REQUIRED WORK -
Count how many lines in the records below contain the string "orange", treating uppercase and lowercase as different, and give only that number.

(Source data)
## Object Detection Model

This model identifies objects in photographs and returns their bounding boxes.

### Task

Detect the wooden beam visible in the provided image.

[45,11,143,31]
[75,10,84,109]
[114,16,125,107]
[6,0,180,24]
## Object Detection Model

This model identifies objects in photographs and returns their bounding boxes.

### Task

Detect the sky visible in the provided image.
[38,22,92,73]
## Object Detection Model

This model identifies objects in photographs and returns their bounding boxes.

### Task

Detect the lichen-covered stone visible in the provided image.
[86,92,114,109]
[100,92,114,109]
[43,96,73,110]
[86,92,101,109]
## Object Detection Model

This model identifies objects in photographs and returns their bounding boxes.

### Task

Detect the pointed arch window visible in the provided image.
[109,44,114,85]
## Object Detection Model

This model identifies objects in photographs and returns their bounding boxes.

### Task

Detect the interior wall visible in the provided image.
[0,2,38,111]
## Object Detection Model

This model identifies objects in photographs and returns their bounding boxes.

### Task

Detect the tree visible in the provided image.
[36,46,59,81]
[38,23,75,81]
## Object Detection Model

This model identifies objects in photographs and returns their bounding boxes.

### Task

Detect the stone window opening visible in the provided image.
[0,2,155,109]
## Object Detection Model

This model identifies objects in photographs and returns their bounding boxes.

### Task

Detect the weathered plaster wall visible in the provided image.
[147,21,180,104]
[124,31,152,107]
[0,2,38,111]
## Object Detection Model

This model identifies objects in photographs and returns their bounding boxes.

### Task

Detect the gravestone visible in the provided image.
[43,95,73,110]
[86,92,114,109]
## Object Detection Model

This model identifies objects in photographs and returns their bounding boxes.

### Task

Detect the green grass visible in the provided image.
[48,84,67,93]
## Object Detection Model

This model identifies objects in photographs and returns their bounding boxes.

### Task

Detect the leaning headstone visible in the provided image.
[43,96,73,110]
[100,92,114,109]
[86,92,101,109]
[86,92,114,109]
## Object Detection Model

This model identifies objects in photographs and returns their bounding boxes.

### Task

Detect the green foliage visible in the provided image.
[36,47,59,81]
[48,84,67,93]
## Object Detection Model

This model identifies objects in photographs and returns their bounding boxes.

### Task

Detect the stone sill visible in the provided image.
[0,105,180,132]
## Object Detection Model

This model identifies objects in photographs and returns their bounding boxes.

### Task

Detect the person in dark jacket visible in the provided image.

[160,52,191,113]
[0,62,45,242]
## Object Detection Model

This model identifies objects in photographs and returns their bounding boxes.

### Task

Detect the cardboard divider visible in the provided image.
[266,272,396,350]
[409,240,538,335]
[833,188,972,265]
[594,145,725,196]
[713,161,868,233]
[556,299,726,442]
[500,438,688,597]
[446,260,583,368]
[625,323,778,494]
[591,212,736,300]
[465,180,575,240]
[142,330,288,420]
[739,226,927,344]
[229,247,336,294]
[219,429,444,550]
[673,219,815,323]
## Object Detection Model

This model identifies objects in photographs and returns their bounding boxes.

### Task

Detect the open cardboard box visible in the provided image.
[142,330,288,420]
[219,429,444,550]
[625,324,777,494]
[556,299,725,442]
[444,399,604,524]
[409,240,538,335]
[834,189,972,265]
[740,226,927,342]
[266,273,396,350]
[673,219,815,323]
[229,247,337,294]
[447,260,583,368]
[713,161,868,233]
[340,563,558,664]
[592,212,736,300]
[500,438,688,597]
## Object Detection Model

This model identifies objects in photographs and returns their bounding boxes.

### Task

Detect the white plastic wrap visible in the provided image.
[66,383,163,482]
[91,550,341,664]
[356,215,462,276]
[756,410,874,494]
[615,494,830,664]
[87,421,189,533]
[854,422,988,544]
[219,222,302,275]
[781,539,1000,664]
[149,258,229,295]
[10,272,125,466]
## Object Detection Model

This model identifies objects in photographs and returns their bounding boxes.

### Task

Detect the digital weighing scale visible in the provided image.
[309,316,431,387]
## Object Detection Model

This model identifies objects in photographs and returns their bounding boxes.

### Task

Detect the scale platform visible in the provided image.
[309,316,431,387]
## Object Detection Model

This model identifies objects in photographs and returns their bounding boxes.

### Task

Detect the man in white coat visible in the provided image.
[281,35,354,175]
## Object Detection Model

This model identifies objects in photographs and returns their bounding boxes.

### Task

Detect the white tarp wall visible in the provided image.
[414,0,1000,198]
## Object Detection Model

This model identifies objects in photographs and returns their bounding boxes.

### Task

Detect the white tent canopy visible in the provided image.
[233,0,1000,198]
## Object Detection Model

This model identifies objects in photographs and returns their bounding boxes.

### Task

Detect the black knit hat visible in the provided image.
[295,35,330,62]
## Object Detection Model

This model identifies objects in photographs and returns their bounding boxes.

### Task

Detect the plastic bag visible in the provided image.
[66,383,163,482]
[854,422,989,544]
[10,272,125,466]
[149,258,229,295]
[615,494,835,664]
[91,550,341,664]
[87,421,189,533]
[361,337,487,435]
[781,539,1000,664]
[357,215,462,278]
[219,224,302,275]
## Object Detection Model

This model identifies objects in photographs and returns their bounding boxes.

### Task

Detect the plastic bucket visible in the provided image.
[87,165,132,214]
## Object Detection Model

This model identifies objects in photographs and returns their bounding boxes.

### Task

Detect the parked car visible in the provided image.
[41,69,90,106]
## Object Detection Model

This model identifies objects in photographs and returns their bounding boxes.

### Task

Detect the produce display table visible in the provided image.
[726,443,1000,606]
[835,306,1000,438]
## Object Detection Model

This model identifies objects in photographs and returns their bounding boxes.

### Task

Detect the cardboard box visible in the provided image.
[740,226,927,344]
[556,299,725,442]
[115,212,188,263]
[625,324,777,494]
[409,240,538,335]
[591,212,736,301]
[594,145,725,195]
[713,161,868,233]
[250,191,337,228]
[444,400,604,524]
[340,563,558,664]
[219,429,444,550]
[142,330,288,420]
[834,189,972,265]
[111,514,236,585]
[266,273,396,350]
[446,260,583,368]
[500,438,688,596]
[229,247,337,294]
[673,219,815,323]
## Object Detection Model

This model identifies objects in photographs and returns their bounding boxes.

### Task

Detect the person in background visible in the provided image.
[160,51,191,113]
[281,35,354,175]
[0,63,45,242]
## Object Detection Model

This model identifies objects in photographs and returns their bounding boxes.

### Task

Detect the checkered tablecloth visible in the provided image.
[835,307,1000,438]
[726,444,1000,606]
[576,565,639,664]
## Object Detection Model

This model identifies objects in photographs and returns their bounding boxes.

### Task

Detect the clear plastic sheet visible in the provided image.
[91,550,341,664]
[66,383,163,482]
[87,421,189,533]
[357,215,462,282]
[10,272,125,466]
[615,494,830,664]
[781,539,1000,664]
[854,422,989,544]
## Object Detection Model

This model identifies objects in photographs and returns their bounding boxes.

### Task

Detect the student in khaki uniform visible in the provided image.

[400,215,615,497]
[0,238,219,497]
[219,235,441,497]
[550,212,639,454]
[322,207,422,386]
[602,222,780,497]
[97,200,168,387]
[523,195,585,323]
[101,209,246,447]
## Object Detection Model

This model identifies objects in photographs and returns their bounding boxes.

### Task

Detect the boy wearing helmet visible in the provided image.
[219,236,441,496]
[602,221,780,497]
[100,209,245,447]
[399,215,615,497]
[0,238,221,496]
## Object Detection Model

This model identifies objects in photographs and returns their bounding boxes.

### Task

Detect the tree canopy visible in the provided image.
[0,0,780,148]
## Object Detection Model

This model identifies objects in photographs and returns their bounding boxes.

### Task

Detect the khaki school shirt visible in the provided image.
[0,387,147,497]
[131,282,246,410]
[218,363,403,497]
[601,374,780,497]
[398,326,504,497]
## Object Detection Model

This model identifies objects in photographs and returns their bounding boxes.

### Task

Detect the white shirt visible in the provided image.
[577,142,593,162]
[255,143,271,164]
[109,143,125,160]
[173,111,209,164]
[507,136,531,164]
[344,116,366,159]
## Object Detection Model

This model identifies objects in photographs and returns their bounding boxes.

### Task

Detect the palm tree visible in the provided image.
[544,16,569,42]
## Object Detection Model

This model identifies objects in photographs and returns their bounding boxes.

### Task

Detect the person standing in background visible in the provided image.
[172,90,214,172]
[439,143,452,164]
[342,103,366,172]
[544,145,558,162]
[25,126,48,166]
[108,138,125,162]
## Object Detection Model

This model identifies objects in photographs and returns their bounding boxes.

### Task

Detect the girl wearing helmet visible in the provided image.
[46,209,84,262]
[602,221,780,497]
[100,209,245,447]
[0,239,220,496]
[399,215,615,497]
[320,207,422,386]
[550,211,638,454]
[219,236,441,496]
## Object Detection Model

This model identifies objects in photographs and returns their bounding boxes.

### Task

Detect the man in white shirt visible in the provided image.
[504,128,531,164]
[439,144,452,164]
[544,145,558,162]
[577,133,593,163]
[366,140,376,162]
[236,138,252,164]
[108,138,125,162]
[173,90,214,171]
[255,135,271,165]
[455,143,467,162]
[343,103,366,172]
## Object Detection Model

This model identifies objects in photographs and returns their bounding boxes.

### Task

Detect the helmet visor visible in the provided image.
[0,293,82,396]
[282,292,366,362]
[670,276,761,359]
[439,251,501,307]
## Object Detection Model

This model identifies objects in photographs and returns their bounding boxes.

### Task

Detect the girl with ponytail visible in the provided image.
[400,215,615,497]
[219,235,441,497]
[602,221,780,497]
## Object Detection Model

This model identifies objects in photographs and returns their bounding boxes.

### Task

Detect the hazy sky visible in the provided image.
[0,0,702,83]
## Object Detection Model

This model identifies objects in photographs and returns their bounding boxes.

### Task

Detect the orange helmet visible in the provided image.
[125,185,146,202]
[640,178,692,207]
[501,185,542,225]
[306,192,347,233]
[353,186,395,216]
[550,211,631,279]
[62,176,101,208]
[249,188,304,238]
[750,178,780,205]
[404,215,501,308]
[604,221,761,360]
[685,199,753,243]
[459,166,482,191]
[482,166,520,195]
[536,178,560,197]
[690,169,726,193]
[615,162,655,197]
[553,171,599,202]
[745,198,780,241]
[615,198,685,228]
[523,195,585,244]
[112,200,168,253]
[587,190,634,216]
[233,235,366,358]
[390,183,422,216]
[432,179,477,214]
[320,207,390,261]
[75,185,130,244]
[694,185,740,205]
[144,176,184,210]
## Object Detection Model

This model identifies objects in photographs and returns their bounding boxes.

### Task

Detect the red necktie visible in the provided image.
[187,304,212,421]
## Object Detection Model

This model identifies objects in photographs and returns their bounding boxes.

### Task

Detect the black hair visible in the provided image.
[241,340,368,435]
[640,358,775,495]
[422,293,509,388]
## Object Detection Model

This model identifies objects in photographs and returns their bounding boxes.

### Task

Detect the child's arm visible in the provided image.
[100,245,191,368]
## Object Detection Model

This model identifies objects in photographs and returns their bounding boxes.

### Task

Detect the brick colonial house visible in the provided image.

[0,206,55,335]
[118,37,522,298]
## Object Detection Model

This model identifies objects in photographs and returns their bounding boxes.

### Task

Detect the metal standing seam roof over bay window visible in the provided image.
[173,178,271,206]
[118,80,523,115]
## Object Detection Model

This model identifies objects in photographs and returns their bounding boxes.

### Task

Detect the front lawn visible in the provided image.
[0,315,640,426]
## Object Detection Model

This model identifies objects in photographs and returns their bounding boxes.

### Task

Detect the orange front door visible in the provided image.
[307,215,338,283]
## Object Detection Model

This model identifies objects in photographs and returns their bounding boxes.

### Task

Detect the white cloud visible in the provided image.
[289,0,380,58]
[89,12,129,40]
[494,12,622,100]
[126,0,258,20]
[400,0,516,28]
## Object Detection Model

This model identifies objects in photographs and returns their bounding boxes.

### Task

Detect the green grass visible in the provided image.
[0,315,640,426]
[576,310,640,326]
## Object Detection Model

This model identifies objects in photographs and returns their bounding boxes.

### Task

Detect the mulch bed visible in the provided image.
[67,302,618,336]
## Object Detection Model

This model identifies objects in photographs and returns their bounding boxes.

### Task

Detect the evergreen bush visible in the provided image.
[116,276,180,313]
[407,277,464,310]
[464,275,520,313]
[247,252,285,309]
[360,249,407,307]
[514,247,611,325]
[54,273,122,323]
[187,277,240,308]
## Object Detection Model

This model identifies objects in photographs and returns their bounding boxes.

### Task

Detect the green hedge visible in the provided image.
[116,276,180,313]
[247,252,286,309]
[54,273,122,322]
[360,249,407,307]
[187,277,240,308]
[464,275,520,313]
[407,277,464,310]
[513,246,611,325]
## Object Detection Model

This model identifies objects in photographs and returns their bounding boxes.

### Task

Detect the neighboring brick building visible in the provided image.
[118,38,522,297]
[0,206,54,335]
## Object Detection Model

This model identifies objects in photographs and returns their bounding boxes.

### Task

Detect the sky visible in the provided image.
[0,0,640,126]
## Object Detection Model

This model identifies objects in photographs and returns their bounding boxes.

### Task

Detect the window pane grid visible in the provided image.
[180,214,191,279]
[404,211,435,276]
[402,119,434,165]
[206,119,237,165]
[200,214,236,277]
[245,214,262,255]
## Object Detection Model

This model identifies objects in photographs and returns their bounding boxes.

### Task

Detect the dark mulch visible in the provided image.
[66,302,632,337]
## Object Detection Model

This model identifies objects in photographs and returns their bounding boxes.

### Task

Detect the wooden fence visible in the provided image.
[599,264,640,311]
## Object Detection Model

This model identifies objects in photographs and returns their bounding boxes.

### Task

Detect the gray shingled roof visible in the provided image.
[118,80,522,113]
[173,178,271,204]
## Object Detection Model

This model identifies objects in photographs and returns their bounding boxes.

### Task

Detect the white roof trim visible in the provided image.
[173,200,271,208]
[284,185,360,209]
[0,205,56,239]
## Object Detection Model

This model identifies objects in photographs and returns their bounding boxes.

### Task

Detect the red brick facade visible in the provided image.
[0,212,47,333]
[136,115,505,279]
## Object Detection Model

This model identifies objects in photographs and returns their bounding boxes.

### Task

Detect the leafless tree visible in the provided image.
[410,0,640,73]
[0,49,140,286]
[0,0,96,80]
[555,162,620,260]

REPLY TO THE TASK -
2